Extracted data ::
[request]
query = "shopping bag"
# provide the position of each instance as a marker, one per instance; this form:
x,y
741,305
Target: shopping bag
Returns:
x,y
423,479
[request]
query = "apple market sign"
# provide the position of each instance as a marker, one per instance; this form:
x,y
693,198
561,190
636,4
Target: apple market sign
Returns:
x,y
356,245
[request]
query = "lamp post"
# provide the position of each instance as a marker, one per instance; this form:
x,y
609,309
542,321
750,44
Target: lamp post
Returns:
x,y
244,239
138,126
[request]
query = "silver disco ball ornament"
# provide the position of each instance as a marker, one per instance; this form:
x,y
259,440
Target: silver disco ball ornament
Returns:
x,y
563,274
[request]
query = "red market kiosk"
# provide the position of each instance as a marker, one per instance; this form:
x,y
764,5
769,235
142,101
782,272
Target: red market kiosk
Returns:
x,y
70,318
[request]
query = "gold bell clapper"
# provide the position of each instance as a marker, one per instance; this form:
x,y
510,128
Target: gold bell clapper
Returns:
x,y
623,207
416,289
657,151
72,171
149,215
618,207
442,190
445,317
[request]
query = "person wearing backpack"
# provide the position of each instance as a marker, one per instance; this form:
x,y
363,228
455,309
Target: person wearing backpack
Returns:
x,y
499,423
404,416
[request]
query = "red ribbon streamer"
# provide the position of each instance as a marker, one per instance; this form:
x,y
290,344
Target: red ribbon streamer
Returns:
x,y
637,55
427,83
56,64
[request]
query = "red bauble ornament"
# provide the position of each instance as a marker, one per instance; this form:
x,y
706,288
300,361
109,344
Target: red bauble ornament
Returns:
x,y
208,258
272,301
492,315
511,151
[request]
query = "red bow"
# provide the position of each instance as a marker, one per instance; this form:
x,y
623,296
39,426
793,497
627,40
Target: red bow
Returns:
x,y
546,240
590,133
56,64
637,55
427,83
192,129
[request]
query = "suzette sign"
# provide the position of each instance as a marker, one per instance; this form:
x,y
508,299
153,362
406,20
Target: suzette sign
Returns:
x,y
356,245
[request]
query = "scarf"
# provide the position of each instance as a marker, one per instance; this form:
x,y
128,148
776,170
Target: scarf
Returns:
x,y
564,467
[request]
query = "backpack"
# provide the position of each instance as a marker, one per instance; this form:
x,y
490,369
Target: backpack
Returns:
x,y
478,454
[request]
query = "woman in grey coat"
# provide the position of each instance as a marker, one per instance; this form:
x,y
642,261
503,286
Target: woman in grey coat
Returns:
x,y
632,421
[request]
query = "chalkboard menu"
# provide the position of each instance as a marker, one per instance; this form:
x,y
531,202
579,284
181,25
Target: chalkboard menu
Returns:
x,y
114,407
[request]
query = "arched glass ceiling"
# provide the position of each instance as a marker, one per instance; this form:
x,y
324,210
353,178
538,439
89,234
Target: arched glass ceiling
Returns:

Request :: Count the lines in the items above that contain the word "glass", and reply with that number alone.

Answer to this exercise :: 2